▸ **PEDIDO APRESENTADO A**
Responda às perguntas abaixo com base no trecho sobre o direito à prova.
(i) Segundo o trecho, em que jurisprudência surge o direito à prova como desdobramento do direito de ação?
(ii) Quais princípios constitucionais, conforme a advertência de Willian Santos Pereira, não são os princípios fundamentais da prova cível, mas do processo?
(iii) Além do direito de realizar a prova, o que mais envolve o direito à prova?

▸ **TRECHO**
+-------+

O acesso à Justiça representa um Judiciário aberto, desde o plano constitucional, a quaisquer situações de ameaças ou lesões a direito e, pela efetividade do direito, impõe-se duração razoável do processo e sua celeridade. E mais ainda, não basta o direito processual civil dedicar-se ao conhecimento do direito aplicável, mas sim em criar condições concretas de solução integral até consumar a atividade satisfativa. Assim é no novo Código de Processo Civil, em que as partes têm o direito de obter em prazo razoável a solução integral do mérito, incluída a atividade satisfativa (4º., NCPC).
Na busca da satisfação do direito, no sentido do acesso que deve assegurar substancial efetividade da tutela jurisdicional, é preciso, para prosseguir, lembrar a advertência de Willian Santos Pereira (Princípios Fundamentais da Prova Cível, RT 2014, pg. 43) de que os princípios constitucionais do contraditório e da ampla defesa não são os princípios fundamentais da prova cível, mas do processo. Todavia, inegável a relação expressiva desses princípios com a prova cível.
Com efeito. O direito à prova como desdobramento do direito de ação surge na jurisprudência da Corte Constitucional Italiana. Michele Taruffo (Il diritto ala prova nel processo civile, Rivista di Direitto Processuale, p. 74-20, p. 75) anotou que aquela Corte ao tratar das garantias do artigo 24 da Carta italiana enfrentou problemas relativos ao direito das partes de se defender provando e, assim, reconheceu o direito à prova como manifestação essencial da garantia da ação e da defesa pela direta possibilidade das partes fornecerem em juízo a prova de suas pretensões (nota de Marici Giannico, A prova no código civil, Saraiva, 2005, pg.110).
Isto é, a garantia do devido processo legal (5º., LIV), o direito fundamental de ação ou garantia do acesso à justiça (5º., XXXV, CF), o contraditório e a ampla defesa (5º., LV) alcançam o direito probatório e o elevam a uma natureza constitucional, porque este “envolve a oportunidade de que as partes se manifestem e produzam provas sobre o direito que afirmam ter; de que se manifestem sobre as alegações e sobre o material probatório produzido pela outra parte e sobre a matéria que o juiz deve conhecer de oficio” (Teresa Arruda Alvim Wambier, Tratado jurisprudencial e doutrinário, vol. I, RT, São Paulo, pg. 304).
O direito à prova envolve tanto o de realizar a prova como o de fazer a contraprova do alegado pela outra parte. No acesso à justiça e sua exigência de satisfação pelo processo, é assegurado às partes “influir eficazmente na convicção do juiz” (369, NCPC) e “em tema de contraditório e prova, nenhum litigante pode ver-se repelido em razão de prova de cujo conhecimento não teve possibilidade de acesso. Ademais, ao órgão judicial, na motivação in facto da sentença, não é dado levar em conta senão elementos probatórios colhidos segundo procedimento em que as partes hajam tido oportunidade real (e não apenas nominal) de participar” (Carlos Alberto Alvaro de Oliveira, Comentários à Constituição do Brasil, J.J. Gomes Canotilho...(et al.), Saraiva/Almedina, 2013, pg. 433).

+-------+

▸ **LINHAS APRESENTADAS**

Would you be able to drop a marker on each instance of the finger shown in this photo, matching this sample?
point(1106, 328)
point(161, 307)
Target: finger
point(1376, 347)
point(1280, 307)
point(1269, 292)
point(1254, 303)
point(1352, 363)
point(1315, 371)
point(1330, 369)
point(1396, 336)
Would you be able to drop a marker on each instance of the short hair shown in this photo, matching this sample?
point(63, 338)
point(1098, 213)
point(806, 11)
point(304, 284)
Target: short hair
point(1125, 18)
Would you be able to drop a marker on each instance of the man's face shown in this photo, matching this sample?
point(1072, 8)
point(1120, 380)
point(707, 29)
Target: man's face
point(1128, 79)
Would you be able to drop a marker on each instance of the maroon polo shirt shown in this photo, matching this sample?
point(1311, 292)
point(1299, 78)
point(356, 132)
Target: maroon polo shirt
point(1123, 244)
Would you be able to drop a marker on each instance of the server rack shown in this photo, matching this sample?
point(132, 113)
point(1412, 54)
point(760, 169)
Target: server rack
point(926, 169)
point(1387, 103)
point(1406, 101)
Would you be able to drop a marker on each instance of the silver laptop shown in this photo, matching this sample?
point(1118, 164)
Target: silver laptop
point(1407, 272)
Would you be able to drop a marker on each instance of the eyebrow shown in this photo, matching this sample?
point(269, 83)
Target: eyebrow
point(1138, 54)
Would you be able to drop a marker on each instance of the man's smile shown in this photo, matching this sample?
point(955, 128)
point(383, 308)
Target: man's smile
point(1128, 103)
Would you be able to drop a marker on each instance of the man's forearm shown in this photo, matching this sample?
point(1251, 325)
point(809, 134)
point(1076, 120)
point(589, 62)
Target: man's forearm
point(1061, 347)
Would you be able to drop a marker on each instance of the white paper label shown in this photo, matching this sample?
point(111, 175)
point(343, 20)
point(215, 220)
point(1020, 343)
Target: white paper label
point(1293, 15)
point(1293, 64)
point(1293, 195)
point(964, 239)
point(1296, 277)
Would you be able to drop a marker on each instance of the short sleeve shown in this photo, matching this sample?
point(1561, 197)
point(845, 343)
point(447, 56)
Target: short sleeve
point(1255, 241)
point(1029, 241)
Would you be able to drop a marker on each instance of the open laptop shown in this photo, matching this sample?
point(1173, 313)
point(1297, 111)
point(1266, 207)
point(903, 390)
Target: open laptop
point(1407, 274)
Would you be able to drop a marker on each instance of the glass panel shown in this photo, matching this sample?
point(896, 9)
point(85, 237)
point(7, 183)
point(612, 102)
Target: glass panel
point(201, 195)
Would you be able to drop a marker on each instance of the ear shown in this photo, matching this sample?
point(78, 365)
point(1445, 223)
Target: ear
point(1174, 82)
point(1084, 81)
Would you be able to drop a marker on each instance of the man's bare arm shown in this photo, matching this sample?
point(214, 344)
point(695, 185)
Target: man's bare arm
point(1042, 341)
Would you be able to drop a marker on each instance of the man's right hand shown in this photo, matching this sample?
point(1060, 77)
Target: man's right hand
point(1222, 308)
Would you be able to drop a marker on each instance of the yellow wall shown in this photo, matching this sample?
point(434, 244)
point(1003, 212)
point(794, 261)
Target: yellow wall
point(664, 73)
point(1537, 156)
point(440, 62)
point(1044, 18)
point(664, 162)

+-------+

▸ **PEDIDO APRESENTADO B**
Reproduza as linhas da que contém "of the open" até a que contém "point(1407, 274)", renomeando "open laptop" para "open notebook" e mantendo todo o restante inalterado.

▸ **RESPOSTA COMPLETA A**
(i) Na jurisprudência da Corte Constitucional Italiana.
(ii) Os princípios do contraditório e da ampla defesa.
(iii) O direito de fazer a contraprova do alegado pela outra parte.

▸ **RESPOSTA COMPLETA B**
Would you be able to drop a marker on each instance of the open notebook shown in this photo, matching this sample?
point(1173, 313)
point(1297, 111)
point(1266, 207)
point(903, 390)
Target: open notebook
point(1407, 274)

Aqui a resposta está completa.